- **WHAT YOU WILL DO**
Tally how many lines of the material below contain the string "rough", with case counting, and reply with that number alone.

- **SOURCE MATERIAL**
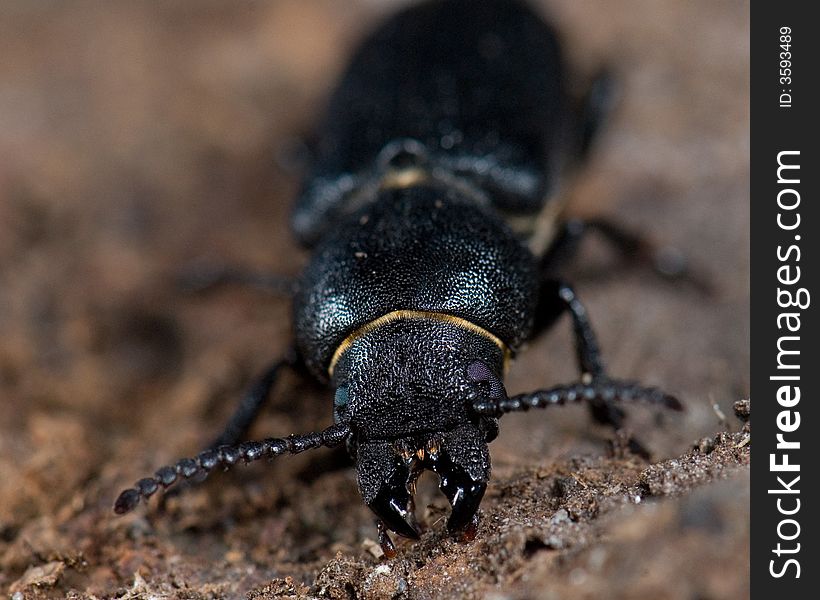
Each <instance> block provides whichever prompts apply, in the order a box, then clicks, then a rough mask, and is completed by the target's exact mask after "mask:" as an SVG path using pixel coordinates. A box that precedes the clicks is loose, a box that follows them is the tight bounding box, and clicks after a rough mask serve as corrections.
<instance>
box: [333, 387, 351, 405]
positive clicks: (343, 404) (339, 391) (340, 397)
mask: <svg viewBox="0 0 820 600" xmlns="http://www.w3.org/2000/svg"><path fill="white" fill-rule="evenodd" d="M347 399H348V393H347V386H346V385H343V386H340V387H339V388H337V389H336V397H335V398H333V406H334V407H335V408H336V410H344V408H345V407H346V406H347Z"/></svg>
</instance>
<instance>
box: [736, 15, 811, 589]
mask: <svg viewBox="0 0 820 600" xmlns="http://www.w3.org/2000/svg"><path fill="white" fill-rule="evenodd" d="M813 8H814V3H811V2H804V1H800V0H788V1H779V2H778V1H769V2H763V1H762V0H760V1H757V2H754V3H753V4H752V9H751V11H752V12H751V60H752V70H751V73H752V75H751V214H752V232H751V233H752V237H751V239H752V248H751V265H752V267H751V268H752V272H751V280H752V286H751V287H752V290H751V291H752V307H751V308H752V312H751V314H752V343H753V348H752V378H751V381H752V390H753V392H754V396H755V402H754V413H755V414H754V417H755V418H754V430H755V431H754V451H753V454H754V458H753V460H752V513H751V514H752V548H751V573H752V588H751V589H752V590H753V591H752V594H753V597H755V598H761V599H763V598H789V599H790V600H791V599H794V600H797V599H799V598H817V597H818V594H820V591H818V590H820V587H818V579H820V576H819V575H818V574H820V564H818V562H817V561H818V559H817V556H818V550H820V548H818V546H819V545H820V536H818V535H817V530H816V527H815V525H814V524H815V523H817V522H818V519H817V518H816V515H814V513H813V511H814V509H815V508H817V507H818V504H817V494H818V492H817V490H818V484H819V483H820V482H818V480H819V479H820V474H818V471H817V468H816V466H817V464H818V458H817V455H818V453H820V429H815V428H816V427H818V425H819V424H818V408H817V407H818V403H820V397H818V389H817V380H818V378H820V361H818V354H817V353H816V352H815V350H816V348H817V338H818V337H820V328H818V320H817V317H816V309H815V308H814V306H812V301H816V302H820V296H817V295H816V294H815V296H814V297H813V298H812V297H811V295H812V294H813V293H815V292H818V293H820V291H818V288H817V279H818V265H817V262H816V256H814V252H812V250H813V247H814V246H816V245H817V244H816V240H813V239H812V238H814V237H815V236H817V235H820V216H818V210H817V205H818V203H820V195H818V185H817V180H818V178H820V169H818V162H817V141H816V140H815V137H816V135H817V132H818V121H817V115H816V112H817V109H818V107H820V98H818V94H817V89H818V88H817V84H816V80H817V78H818V66H820V60H818V57H820V44H818V39H820V23H818V22H817V21H816V20H815V19H814V18H812V16H811V14H810V13H813V12H814V11H813V10H812V9H813ZM798 394H799V396H800V398H799V400H798V399H797V396H798ZM798 419H799V423H798ZM778 434H780V435H781V438H778V437H777V436H778ZM798 443H799V448H798V447H797V444H798ZM778 445H779V446H780V447H778ZM788 513H793V514H788Z"/></svg>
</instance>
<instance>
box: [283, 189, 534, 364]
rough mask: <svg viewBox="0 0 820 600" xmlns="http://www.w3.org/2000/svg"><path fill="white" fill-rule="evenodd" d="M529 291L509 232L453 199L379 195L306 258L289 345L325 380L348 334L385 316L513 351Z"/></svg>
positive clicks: (500, 222) (531, 260)
mask: <svg viewBox="0 0 820 600" xmlns="http://www.w3.org/2000/svg"><path fill="white" fill-rule="evenodd" d="M535 281H536V277H535V265H534V259H533V257H532V255H531V254H530V253H529V251H528V250H527V249H526V248H524V247H523V246H522V244H521V243H520V242H519V241H518V240H517V239H516V238H515V236H514V234H513V233H512V231H511V230H510V229H509V228H508V227H506V225H504V224H503V223H502V222H500V221H499V220H498V219H497V218H496V217H494V216H493V215H492V214H490V213H488V212H486V211H485V210H484V209H482V208H481V207H479V206H476V205H474V204H471V203H470V201H469V200H468V199H465V198H463V197H461V196H460V195H459V194H458V193H457V192H454V191H452V190H445V189H440V188H438V187H430V186H416V187H410V188H401V189H393V190H383V191H382V192H381V193H380V194H379V197H378V201H377V202H374V203H372V204H370V205H368V206H367V207H366V208H365V209H363V210H362V211H360V212H359V213H357V214H356V215H353V216H352V217H351V218H349V219H347V220H345V221H344V222H343V223H342V224H341V225H340V226H339V227H338V228H337V230H336V231H334V232H333V233H331V234H328V236H327V237H326V239H324V240H323V241H322V243H321V244H320V245H319V246H318V247H317V248H316V251H315V252H314V254H313V260H312V261H311V263H310V265H309V266H308V268H307V269H306V270H305V273H304V275H303V279H302V282H301V286H300V291H299V294H298V296H297V298H296V301H295V303H294V306H295V307H296V316H295V324H296V332H297V343H298V345H299V348H300V350H301V352H302V354H303V356H304V358H305V360H306V362H307V363H308V365H309V366H310V367H311V369H312V370H313V371H314V372H315V373H316V374H317V375H318V376H319V377H321V378H323V379H325V378H327V369H328V367H329V364H330V361H331V358H332V356H333V354H334V352H335V351H336V349H337V348H338V347H339V345H340V344H341V343H342V342H343V341H344V340H345V338H346V337H348V336H349V335H350V334H351V333H353V332H355V331H356V330H357V329H359V328H361V327H363V326H365V325H366V324H367V323H370V322H372V321H375V320H376V319H379V318H380V317H383V316H384V315H387V314H389V313H392V312H394V311H417V312H424V311H426V312H431V313H436V314H443V315H452V316H454V317H457V318H460V319H463V320H464V321H466V322H467V323H471V324H474V325H475V326H476V327H478V328H481V329H483V330H486V331H487V332H488V333H489V334H491V335H492V336H496V337H497V338H498V339H500V340H501V342H503V344H504V345H506V346H507V347H508V348H509V349H510V350H512V351H514V350H515V349H517V348H518V347H519V345H520V344H521V343H522V341H523V340H524V339H526V336H527V335H528V333H529V331H530V328H531V325H532V323H531V320H532V314H533V310H534V306H535V302H536V293H537V291H536V288H535V283H534V282H535Z"/></svg>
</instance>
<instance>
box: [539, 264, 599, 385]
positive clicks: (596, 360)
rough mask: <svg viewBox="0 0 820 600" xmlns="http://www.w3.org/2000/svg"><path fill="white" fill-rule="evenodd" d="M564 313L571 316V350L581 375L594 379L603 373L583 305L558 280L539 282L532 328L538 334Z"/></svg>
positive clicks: (579, 300) (558, 280)
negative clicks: (573, 341) (538, 302)
mask: <svg viewBox="0 0 820 600" xmlns="http://www.w3.org/2000/svg"><path fill="white" fill-rule="evenodd" d="M564 312H568V313H569V314H570V317H572V329H573V333H574V334H575V353H576V357H577V360H578V367H579V368H580V369H581V373H582V376H585V377H587V378H591V379H592V380H595V379H598V378H600V377H603V376H604V375H605V370H604V364H603V361H602V360H601V352H600V350H599V348H598V340H597V337H596V336H595V332H594V331H593V329H592V324H591V323H590V320H589V316H588V315H587V311H586V308H584V305H583V304H582V303H581V301H580V300H579V299H578V295H577V294H576V293H575V290H574V289H572V287H571V286H569V285H568V284H567V283H565V282H563V281H559V280H554V279H551V280H547V281H545V282H544V283H543V284H542V285H541V292H540V299H539V305H538V309H537V312H536V322H535V329H536V331H537V332H538V333H541V332H543V331H545V330H546V329H547V328H549V327H550V326H551V325H552V324H553V323H554V322H555V321H556V320H557V319H558V317H560V316H561V315H562V314H563V313H564Z"/></svg>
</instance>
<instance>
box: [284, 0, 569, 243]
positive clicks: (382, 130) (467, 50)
mask: <svg viewBox="0 0 820 600" xmlns="http://www.w3.org/2000/svg"><path fill="white" fill-rule="evenodd" d="M562 79H563V69H562V66H561V58H560V53H559V49H558V44H557V42H556V39H555V35H554V33H553V31H552V30H551V29H550V28H549V26H548V25H546V24H545V23H544V22H543V21H542V20H541V19H540V18H539V17H538V15H536V14H535V13H534V12H533V11H532V10H531V9H530V8H529V7H527V6H526V5H525V4H523V3H520V2H517V1H514V0H485V1H481V2H478V1H476V0H445V1H441V0H439V1H437V2H427V3H423V4H420V5H415V6H413V7H411V8H409V9H407V10H405V11H404V12H401V13H399V14H398V15H396V16H395V17H394V18H392V19H390V20H389V21H387V22H386V23H385V24H384V25H383V26H382V27H381V28H380V29H379V30H378V31H377V32H376V33H375V34H374V35H372V36H371V37H369V38H368V39H367V40H366V41H365V42H364V43H363V45H362V46H361V47H360V49H359V50H358V52H357V53H356V55H355V56H354V59H353V61H352V63H351V65H350V67H349V68H348V69H347V71H346V72H345V74H344V77H343V78H342V81H341V83H340V85H339V87H338V88H337V89H336V91H335V93H334V95H333V97H332V98H331V101H330V106H329V109H328V112H327V115H326V118H325V121H324V123H323V127H322V138H321V140H320V143H319V146H318V148H317V153H316V157H315V158H316V162H315V165H314V168H313V170H312V172H311V173H310V174H309V177H308V178H307V179H306V181H307V184H306V187H305V189H304V190H303V192H302V194H301V196H300V198H299V200H298V202H297V205H296V207H295V210H294V213H293V218H292V226H293V230H294V233H295V234H296V236H297V237H298V238H299V239H300V240H301V241H302V242H303V243H305V244H308V245H313V244H314V243H315V242H316V241H318V239H320V237H321V236H322V235H323V234H324V233H325V232H326V231H327V227H328V223H329V222H330V221H332V219H334V218H338V217H339V216H340V215H343V214H346V213H350V212H352V211H353V210H355V209H357V206H356V205H357V203H358V202H359V201H361V200H362V195H361V194H360V192H361V190H362V189H363V188H365V187H367V185H368V183H369V182H372V181H374V180H376V181H378V180H380V179H381V178H382V177H383V175H384V169H385V168H386V166H387V165H386V163H387V162H388V161H389V160H390V159H391V157H392V155H393V153H394V151H395V147H396V144H399V145H401V144H402V143H403V142H404V141H407V142H409V143H411V144H412V145H413V150H412V151H413V152H414V153H416V154H417V156H416V160H419V161H422V162H424V163H425V165H426V168H427V169H428V171H429V172H431V173H435V172H439V173H445V174H447V175H448V176H452V177H454V178H457V179H459V180H461V182H462V183H464V184H467V185H472V186H474V188H475V190H476V192H477V193H479V194H484V195H485V196H486V199H487V201H488V202H489V203H492V205H493V206H494V207H495V208H496V209H498V210H499V211H500V212H501V213H504V214H517V215H522V214H523V215H532V214H536V213H538V212H539V211H540V209H541V208H542V206H543V204H544V202H545V199H546V198H547V196H548V193H549V191H550V189H551V187H552V185H553V179H554V175H555V173H556V171H557V170H558V169H559V167H560V164H558V163H559V161H558V156H559V155H560V151H561V143H562V134H563V132H564V130H563V127H564V124H565V123H566V118H565V116H566V115H565V108H566V107H565V102H564V91H563V89H562ZM369 199H370V198H368V200H369Z"/></svg>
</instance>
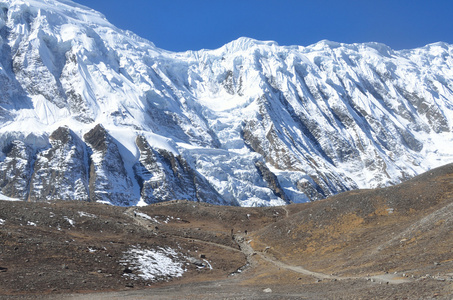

- **YOUR RESPONSE**
3